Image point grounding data
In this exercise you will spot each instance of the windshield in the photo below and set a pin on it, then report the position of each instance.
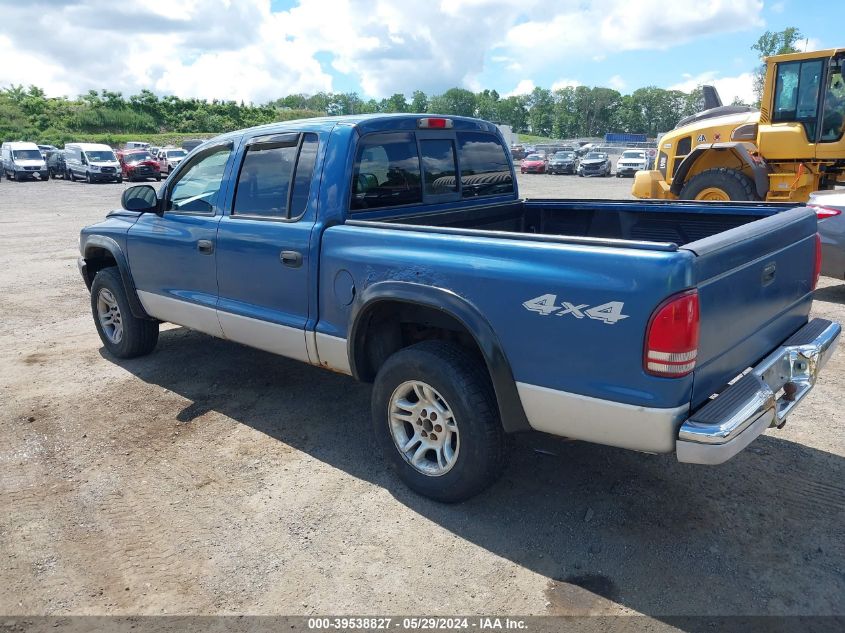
(100, 155)
(27, 154)
(136, 157)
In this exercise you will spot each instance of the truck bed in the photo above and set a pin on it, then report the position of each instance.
(678, 223)
(752, 264)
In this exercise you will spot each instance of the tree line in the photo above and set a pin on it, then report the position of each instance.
(564, 113)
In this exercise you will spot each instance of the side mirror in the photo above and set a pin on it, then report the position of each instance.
(140, 198)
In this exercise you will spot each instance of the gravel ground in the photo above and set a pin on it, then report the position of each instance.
(210, 478)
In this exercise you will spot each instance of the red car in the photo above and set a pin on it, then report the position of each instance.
(533, 164)
(138, 164)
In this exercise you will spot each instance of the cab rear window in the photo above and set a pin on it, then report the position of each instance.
(485, 169)
(394, 169)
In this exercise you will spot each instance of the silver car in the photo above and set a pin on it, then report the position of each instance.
(830, 209)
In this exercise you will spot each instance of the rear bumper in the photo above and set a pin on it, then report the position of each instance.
(762, 398)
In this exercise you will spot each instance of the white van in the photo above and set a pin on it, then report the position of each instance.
(92, 161)
(22, 160)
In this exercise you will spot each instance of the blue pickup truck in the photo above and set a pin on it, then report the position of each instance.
(396, 249)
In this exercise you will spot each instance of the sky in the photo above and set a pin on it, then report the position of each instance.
(259, 50)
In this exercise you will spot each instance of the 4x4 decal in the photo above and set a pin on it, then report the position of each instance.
(545, 305)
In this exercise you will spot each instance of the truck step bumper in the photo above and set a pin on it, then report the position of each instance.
(763, 397)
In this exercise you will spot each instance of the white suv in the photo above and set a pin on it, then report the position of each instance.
(631, 161)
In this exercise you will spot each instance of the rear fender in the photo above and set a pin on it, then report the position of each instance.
(510, 406)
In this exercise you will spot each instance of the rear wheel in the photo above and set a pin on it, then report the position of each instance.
(719, 184)
(123, 334)
(436, 419)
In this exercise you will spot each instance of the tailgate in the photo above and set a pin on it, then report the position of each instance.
(755, 290)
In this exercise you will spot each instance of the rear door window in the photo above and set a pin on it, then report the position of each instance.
(275, 177)
(386, 172)
(485, 169)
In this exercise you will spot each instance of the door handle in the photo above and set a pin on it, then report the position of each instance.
(291, 258)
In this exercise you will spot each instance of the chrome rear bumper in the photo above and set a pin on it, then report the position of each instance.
(760, 399)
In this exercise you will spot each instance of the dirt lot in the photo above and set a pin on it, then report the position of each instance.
(211, 478)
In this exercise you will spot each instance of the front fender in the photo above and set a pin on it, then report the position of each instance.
(93, 243)
(510, 406)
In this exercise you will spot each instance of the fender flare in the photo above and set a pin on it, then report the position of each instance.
(111, 246)
(511, 411)
(746, 152)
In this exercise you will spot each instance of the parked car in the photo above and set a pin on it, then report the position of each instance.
(594, 164)
(830, 210)
(563, 163)
(169, 158)
(56, 164)
(533, 164)
(353, 246)
(22, 160)
(138, 164)
(631, 161)
(93, 162)
(46, 149)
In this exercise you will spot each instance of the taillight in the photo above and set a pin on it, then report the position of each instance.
(434, 123)
(672, 336)
(822, 213)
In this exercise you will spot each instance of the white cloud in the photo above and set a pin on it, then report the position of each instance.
(524, 87)
(730, 88)
(617, 82)
(243, 50)
(565, 83)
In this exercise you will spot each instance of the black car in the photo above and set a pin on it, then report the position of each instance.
(56, 163)
(562, 163)
(594, 164)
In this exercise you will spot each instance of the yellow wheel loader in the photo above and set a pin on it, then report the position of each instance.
(794, 145)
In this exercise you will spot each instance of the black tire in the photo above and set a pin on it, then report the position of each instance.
(464, 385)
(139, 336)
(734, 184)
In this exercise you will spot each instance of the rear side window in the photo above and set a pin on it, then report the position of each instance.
(272, 182)
(485, 169)
(439, 168)
(386, 172)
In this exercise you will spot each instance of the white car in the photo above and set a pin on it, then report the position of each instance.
(631, 161)
(169, 158)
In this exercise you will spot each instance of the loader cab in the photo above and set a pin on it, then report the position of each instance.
(802, 112)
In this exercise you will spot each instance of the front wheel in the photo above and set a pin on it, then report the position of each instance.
(720, 184)
(123, 334)
(436, 419)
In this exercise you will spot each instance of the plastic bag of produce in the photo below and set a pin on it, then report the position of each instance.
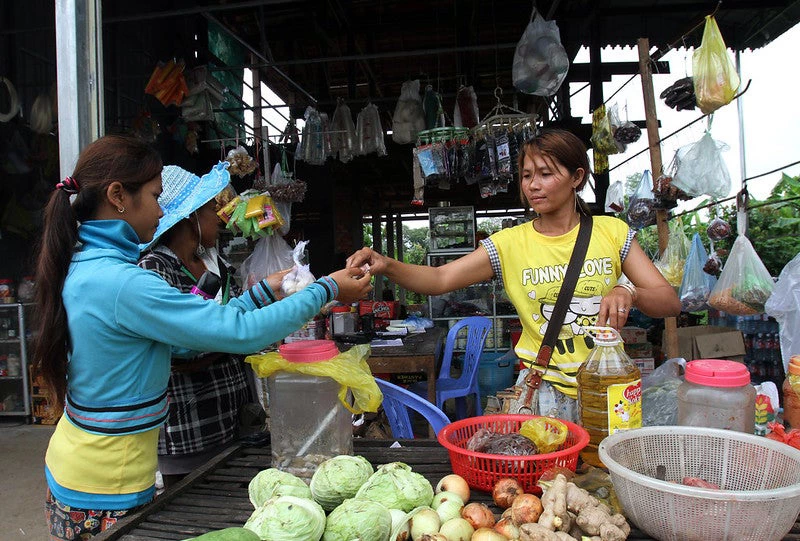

* **HOW TO COMPLETE THIS TASK**: Leave out the pictures, then give all the records again exactly.

* **RESPONSE TO THE EXERCISE**:
In this exercise you will spot each instance of the windshield in the photo below and set a pin on it, then report the position of each instance.
(100, 155)
(27, 154)
(136, 157)
In this exercise you will spot each instance of the truck bed in the photo above and set a pin on it, then report the position of each instance.
(678, 223)
(752, 264)
In this exercise you will spot each instance of the tree line in the photo above and set a pin on it, then report the position of each instance.
(564, 113)
In this exercise you will spot each instance of the side mirror in the photo above and set a pin on it, then report the position of each instance.
(140, 198)
In this exercise you will spot each instance of the gravel ground in the photo above and set a pin on it, then report the position of each instance.
(210, 478)
In this exercise you will spot each instance of the red car in the photo above and set a pin on it, then report the position of each instance.
(533, 164)
(138, 164)
In this exercise you will spot each instance of the cab rear window in the photo above and set a pin on it, then report the position of each instance.
(485, 169)
(394, 169)
In this exercise you will spot each instance of the silver car in the photo above and set a pin on it, then report the position of each instance.
(830, 209)
In this exercise you will spot each instance of the rear bumper in the photo above and set a pin on it, then report the position of each instance.
(762, 398)
In this exercise you will spot each instance of the white van in the photo above and set a pin on it, then report the position of each instance.
(92, 161)
(22, 160)
In this exercise you will spot each instance of the blue pickup truck in the photo above and set a pin on it, then report the position of each instance.
(396, 249)
In this exercise you will spot each instance of the sky in the photo above and set a pin on it, then report the position of each instance.
(259, 50)
In this exercise you will spot each instance of the 4x4 decal in the photo above and set a pin on it, then report the position of each instance.
(545, 305)
In this exercise you will spot each instance of the truck step bumper in the photo above and set a pin on it, then report the position of each instance.
(763, 397)
In this exercise you will spot each instance of the white suv in the photo above and set a pin on it, then report the position of each instance.
(631, 161)
In this exercise you will spot each instance of the rear fender in the photo above and set a pin on it, then report the position of each instance.
(510, 406)
In this exercise you will spot each instance of the rear wheel in the photo above and set a pin on it, then report the position of each instance.
(719, 184)
(123, 334)
(436, 419)
In this exercise you will spot each instance of the tailgate in the photo above and set a pin on it, then report the position of each instance.
(755, 290)
In this exercise you will spot each instance of the rear door window in the photo above and set a pin on it, then report the position of each instance.
(275, 177)
(386, 172)
(485, 169)
In this exercise you will spot each instance of the door handle in the photo above and set a pin on it, then report the position of each instance.
(291, 258)
In this exercise you will spot each instance of the chrome rear bumper in the photo above and set a pin on it, then report the position of each instance.
(760, 399)
In this exercise you will spot each instance of the dirt lot in the photo above and set a pin on it, then report the position of each instance.
(211, 478)
In this exercise you will spot each instance of the front fender in the photo above and set a pin on it, then report the position of each instance.
(93, 243)
(510, 406)
In this exercise you will spot each instance of the fender flare in the photo above and set a pin on it, then report the position of each instance.
(111, 246)
(511, 411)
(746, 152)
In this exercise you will spot each instance of the parked car in the photo above and set a pin on it, then report the position of each instance.
(594, 164)
(830, 210)
(563, 163)
(169, 158)
(56, 164)
(533, 164)
(353, 246)
(22, 160)
(138, 164)
(631, 161)
(93, 162)
(46, 149)
In this exercise you will spot each instance of the taillight in the photo above and set a pin on it, then report the position of each instance.
(434, 123)
(672, 336)
(822, 213)
In this exercise you will spot each instance of the white cloud in the photo above and set a pin on it, then report the position of each instance.
(524, 87)
(730, 88)
(617, 82)
(243, 50)
(565, 83)
In this exercise you will spot each instance of the black car in the photo above and set a pin on it, then report the position of each instance.
(56, 163)
(562, 163)
(594, 164)
In this exercise you will spot each instance of the yellow wheel loader in the photo above and set a pin on it, then report the position of each instance.
(794, 145)
In this exercise you will spot each instance of the black tire in the photo above and set a pin on it, then report the position of each instance.
(464, 385)
(139, 336)
(734, 184)
In this exercise you will spot each instance of the rear side window in the photo above and set a pin on it, then report the position of each instance.
(272, 182)
(485, 169)
(439, 168)
(386, 172)
In this exercise you will spot each instance of the white car in the photo above and set a pin on it, then report the position of each instance.
(631, 161)
(169, 158)
In this exercise you will spot each instance of the loader cab in the photo above and set a pin on it, then report the position of each instance.
(802, 112)
In this exercise you will spot each instance of the front wheel in the photo above and set a pin on it, then report the position of each instance.
(720, 184)
(123, 334)
(436, 419)
In this exercise you will spot each instance of the plastic bag of produce in the photo below and set a pin on it, then report the position of each instance.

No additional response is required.